## [Problem description]
Render every line of the entries below as a numbered list, leaving out any blank lines.

## [Dataset rows]
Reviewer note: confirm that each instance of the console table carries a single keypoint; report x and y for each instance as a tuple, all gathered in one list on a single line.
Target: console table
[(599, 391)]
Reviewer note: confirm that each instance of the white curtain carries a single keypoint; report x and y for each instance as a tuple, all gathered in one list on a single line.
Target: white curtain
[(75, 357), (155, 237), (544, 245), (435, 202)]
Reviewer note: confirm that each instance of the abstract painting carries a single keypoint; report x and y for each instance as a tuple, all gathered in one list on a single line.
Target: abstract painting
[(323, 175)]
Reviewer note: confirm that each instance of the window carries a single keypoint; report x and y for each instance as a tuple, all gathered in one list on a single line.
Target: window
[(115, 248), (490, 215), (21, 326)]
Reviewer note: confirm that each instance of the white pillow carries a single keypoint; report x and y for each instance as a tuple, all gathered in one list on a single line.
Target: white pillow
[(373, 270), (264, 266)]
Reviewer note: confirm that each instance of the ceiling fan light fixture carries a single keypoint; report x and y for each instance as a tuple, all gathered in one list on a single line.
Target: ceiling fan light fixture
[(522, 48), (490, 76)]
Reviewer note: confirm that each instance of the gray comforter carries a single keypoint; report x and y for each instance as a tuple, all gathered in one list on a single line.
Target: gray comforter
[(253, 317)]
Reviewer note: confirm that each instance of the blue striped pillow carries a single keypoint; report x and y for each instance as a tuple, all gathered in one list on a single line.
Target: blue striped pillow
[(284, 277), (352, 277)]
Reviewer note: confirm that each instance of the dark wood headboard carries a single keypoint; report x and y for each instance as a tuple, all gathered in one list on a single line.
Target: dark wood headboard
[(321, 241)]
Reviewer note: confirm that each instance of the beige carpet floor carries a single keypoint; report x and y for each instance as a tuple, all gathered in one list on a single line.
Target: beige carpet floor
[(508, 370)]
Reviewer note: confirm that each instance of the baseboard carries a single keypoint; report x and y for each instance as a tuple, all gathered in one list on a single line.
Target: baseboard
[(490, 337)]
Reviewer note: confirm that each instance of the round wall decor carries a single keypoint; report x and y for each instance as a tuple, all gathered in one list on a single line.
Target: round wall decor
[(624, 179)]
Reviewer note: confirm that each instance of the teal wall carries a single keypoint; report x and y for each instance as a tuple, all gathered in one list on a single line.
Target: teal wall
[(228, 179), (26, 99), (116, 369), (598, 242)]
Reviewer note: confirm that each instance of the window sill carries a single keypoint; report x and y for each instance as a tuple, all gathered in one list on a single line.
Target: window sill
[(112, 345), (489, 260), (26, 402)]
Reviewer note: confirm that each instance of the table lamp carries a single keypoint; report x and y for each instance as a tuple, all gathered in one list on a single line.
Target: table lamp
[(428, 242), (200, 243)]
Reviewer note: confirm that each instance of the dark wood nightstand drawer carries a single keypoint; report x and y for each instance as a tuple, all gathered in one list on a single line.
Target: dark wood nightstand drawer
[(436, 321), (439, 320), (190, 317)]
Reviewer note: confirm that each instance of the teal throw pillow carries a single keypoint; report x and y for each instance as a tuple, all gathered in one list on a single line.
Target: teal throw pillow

## [Exercise response]
1. Reviewer note: confirm that each instance of the console table carries a single keypoint; report x and y for each instance as a tuple, all gathered in one list on a single line.
2. Target: console table
3. [(599, 391)]
4. Reviewer note: confirm that each instance of the white curtain carries a single keypoint; report x and y for each instance as a tuple, all gathered in one list on a single line.
5. Target: white curtain
6. [(75, 357), (155, 237), (544, 245), (435, 202)]
7. Reviewer note: confirm that each instance of the abstract painting carries a single keypoint; report x and y for each instance as a tuple, all gathered in one list on a single line.
8. Target: abstract painting
9. [(323, 175)]
10. Reviewer note: confirm that each instance of the window carries a single keypoint; report x and y for each instance as a tuple, all gathered in one list on a single line.
11. Target: window
12. [(115, 248), (490, 215), (21, 326)]
13. Reviewer note: confirm that each instance of the white pillow carries a single keypoint; report x and y for each instance as a tuple, all gathered in one list on a single line.
14. Target: white pillow
15. [(373, 270), (264, 266)]
16. Reviewer note: confirm that each instance of the ceiling fan light fixture carries a single keypoint; report x and y for each instance as a tuple, all gathered in one list on a single line.
17. Target: ceiling fan light fixture
18. [(522, 48), (490, 76)]
19. Reviewer note: confirm that each instance of the gray comforter carries a single keypoint; report x and y for each instance as a tuple, all gathered in one list on a single line.
20. Target: gray comforter
21. [(253, 317)]
22. Reviewer note: confirm that each instance of the blue striped pillow carries a single keypoint; report x and y for each instance as a tuple, all gathered in one list on a single line.
23. Target: blue striped pillow
24. [(284, 277), (352, 277)]
25. Reviewer note: confirm that each instance of the dark wood headboard carries a single keypoint; report x and y for each instance as a tuple, all gathered in one list on a single line.
26. Target: dark wood headboard
27. [(321, 241)]
28. Reviewer note: confirm that each instance of the beige carpet floor carries a single keypoint; report x and y for each instance as a tuple, all gathered in one list on a single line.
29. Target: beige carpet floor
30. [(508, 370)]
31. Reviewer note: confirm that each instance of the baseboard carries a single keypoint; report x and y for each instance as a tuple, all gathered in one list on a single line.
32. Target: baseboard
33. [(490, 337)]
34. Reviewer note: confirm that each instance of the round wall decor carries a single keypoint; report x and y for each instance as a tuple, all gathered in one list on a single line.
35. Target: round wall decor
36. [(624, 179)]
37. Reviewer note: confirm that each instance of the teal wall carries a single keypoint; report x and y for each instance as a tuple, all gathered in one list on a single line.
38. Target: teal wall
39. [(228, 179), (26, 99), (116, 369), (598, 242)]
40. Reviewer note: confirm that each instance of the window sill carries a single keypoint; report x and y for each instance as a tuple, all gathered in one list on a single line.
41. Target: window sill
42. [(112, 345), (489, 260), (26, 402)]
43. Reviewer note: confirm that each instance of the table lamp carries a single keypoint; report x and y for each instance as a tuple, all gathered in one list on a single line.
44. Target: table lamp
45. [(428, 242), (200, 243)]
46. Reviewer note: confirm that each instance of the dark wood nightstand drawer carries a single keypoint; report x and y for each instance as a tuple, all gathered in one list on a single line.
47. Target: dark wood nightstand drawer
48. [(436, 321), (439, 320), (190, 317)]
49. Reviewer note: confirm that each instance of the teal throw pillow carries a single keypoint; report x and y for each instance as a tuple, all gathered in one list on a single line.
50. Target: teal throw pillow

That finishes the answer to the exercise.